*** Opening of EXERCISE DATA ***

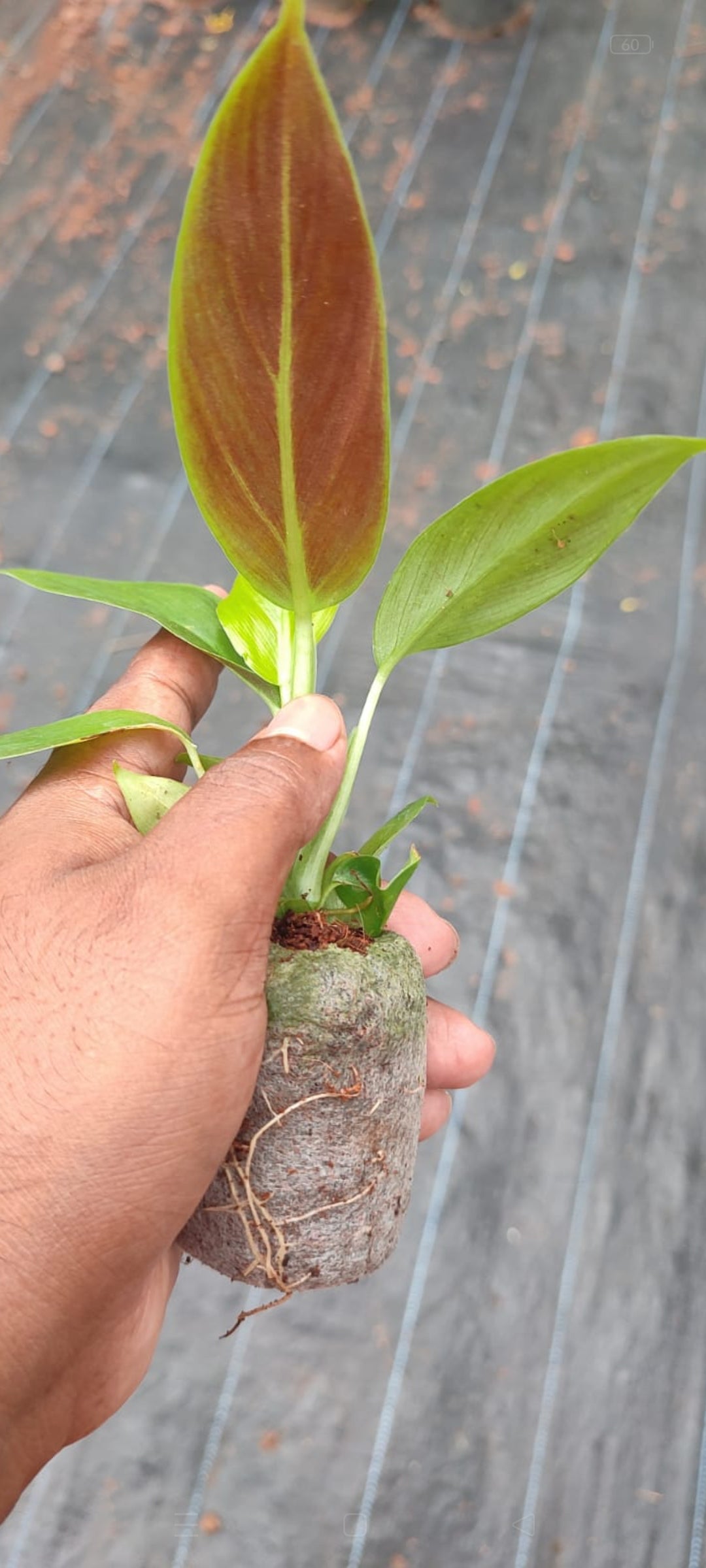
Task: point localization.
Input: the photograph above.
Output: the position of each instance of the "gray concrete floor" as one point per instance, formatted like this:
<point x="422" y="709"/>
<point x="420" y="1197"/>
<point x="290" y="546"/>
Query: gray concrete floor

*** Close of EXERCISE DATA ***

ABOUT THIS TASK =>
Give the lines exactly as they stand, from the line with "Output: the position" through the end of the material.

EXERCISE RESPONSE =>
Output: the position of each instance of the "gray concrete floor" as one point per instance, formatted like this:
<point x="422" y="709"/>
<point x="420" y="1197"/>
<point x="290" y="546"/>
Query: gray concrete floor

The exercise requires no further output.